===== Given passage =====
= National LGBT Cancer Network =

Organization supporting LGBT cancer victims

The National LGBT Cancer Network Logo

The National LGBTQI+ Cancer Network (formerly called "The National LGBT Cancer Network") is a nonprofit organization launched in September 2007. It is one of the first programs in the United States that addresses the needs of lesbian, gay, bisexual and transgender (LGBTQ) cancer survivors and those at risk and the only one founded and directed by members of the LGBT community. The Network was founded by Liz Margolies, LCSW.

==Establishment==
There are a number of local lesbian cancer programs and national lesbian health organizations such as the Mautner Project. The National LGBT Cancer Network contains an online cancer screening and referral program, entitled "Take Care of That Body", original articles on cancer risks and survivorship experiences of the LGBT community, and links to resources for both LGBT people and health professionals.

The Network aims to educate the LGBT community of increased cancer risks and the importance of early screening and detection, to offer training initiatives for healthcare providers, and to advocate for the inclusion of the LGBT community in national cancer organizations, research, and media.

==Recent work with the NYC Health and Hospitals Corporation==
In 2010, the National LGBT Cancer Network was selected to develop an LGBT cultural competence in healthcare curriculum that became mandatory for all 38,000 employees of the municipal hospital system.
===== Supplied entries =====
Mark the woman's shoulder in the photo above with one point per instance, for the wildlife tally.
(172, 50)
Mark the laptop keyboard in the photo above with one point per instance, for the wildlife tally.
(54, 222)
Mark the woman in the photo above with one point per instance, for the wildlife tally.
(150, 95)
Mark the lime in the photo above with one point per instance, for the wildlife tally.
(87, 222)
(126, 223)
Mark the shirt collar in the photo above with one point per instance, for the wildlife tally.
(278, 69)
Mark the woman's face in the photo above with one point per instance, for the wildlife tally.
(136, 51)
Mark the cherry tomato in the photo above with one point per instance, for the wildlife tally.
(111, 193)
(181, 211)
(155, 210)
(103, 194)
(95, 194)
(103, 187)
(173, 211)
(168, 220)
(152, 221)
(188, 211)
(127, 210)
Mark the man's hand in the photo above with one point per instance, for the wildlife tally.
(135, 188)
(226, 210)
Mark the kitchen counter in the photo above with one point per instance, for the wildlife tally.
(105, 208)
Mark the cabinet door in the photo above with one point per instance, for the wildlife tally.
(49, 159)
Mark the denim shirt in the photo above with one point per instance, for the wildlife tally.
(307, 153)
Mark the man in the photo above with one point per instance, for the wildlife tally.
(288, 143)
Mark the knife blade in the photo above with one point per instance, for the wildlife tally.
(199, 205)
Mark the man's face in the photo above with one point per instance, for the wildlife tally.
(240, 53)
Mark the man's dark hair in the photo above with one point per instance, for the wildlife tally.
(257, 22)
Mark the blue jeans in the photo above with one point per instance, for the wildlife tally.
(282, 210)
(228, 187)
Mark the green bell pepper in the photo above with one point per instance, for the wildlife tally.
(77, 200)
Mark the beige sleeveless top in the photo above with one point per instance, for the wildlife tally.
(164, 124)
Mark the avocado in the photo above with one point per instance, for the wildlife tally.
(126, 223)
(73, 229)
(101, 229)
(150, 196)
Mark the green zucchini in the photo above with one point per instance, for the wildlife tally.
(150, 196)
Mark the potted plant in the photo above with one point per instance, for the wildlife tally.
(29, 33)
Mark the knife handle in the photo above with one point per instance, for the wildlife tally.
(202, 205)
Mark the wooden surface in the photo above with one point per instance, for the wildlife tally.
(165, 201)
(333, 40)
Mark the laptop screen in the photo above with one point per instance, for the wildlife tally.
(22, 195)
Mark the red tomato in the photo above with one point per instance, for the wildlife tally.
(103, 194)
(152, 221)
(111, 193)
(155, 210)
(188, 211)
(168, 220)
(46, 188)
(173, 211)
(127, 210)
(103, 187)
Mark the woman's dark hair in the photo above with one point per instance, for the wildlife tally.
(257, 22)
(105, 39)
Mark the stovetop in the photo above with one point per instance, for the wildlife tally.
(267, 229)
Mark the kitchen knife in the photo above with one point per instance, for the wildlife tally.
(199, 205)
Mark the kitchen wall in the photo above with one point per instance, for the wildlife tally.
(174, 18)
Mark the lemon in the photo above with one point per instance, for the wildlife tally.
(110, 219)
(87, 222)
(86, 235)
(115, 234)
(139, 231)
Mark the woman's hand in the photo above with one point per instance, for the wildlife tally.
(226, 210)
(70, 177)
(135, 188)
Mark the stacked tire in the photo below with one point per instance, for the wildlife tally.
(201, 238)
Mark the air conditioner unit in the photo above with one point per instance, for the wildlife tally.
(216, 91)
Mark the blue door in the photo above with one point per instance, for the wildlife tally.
=====
To do:
1. From the article on the National LGBT Cancer Network, extract the passage from "The Network aims" up to and including "research, and media.".
2. Using the National LGBT Cancer Network article, decide whether each statement agrees with it, answering yes or no and quoting the words that decide it: (a) The organization was launched in September 2007. (b) The Mautner Project founded the Network. (c) The curriculum the Network developed became mandatory for all 38,000 employees of the municipal hospital system.
3. In the National LGBT Cancer Network article, what is the name of the online cancer screening and referral program?

Solutions to each task:
1.
The Network aims to educate the LGBT community of increased cancer risks and the importance of early screening and detection, to offer training initiatives for healthcare providers, and to advocate for the inclusion of the LGBT community in national cancer organizations, research, and media.

2.
(a) Yes: "is a nonprofit organization launched in September 2007"
(b) No: "The Network was founded by Liz Margolies, LCSW."
(c) Yes: "became mandatory for all 38,000 employees of the municipal hospital system"

3. "Take Care of That Body"